#### [Exercise brief]
Copy everything from the start of the entries down to the line containing "[[144, 342]]", with that line included. Leave the pictures out of your copy.

#### [Dataset content]
┄┄┄┄┄┄

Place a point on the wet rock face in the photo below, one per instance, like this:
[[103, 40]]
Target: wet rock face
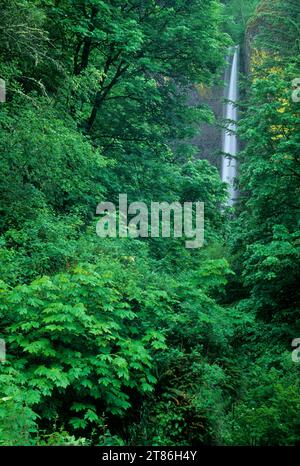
[[209, 139]]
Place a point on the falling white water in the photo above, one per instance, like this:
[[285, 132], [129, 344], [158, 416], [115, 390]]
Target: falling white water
[[229, 164]]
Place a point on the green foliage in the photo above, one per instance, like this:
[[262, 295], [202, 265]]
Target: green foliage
[[144, 342]]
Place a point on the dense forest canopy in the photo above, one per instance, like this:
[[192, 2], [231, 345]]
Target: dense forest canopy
[[121, 341]]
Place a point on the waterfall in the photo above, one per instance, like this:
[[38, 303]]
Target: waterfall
[[229, 164]]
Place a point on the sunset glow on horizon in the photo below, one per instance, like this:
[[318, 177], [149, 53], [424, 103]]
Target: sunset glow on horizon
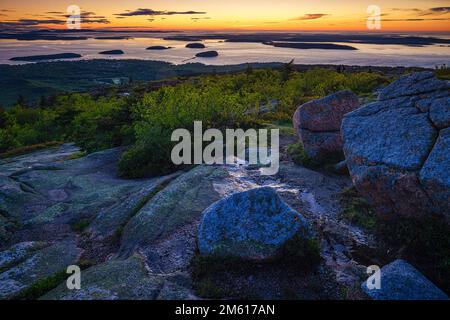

┄┄┄┄┄┄

#### [Exercise result]
Place a point on the wet rock face in the photo below, one per instance, like this:
[[103, 40]]
Target: wet rock face
[[209, 139]]
Place a point on the falling white water in the photo above, one per instance, like this:
[[285, 132], [129, 344], [158, 416], [115, 390]]
Target: falling white water
[[229, 164]]
Place a point on the green foliage in the photo above, one per instance, like this:
[[262, 295], [202, 265]]
Target: green foliage
[[144, 342]]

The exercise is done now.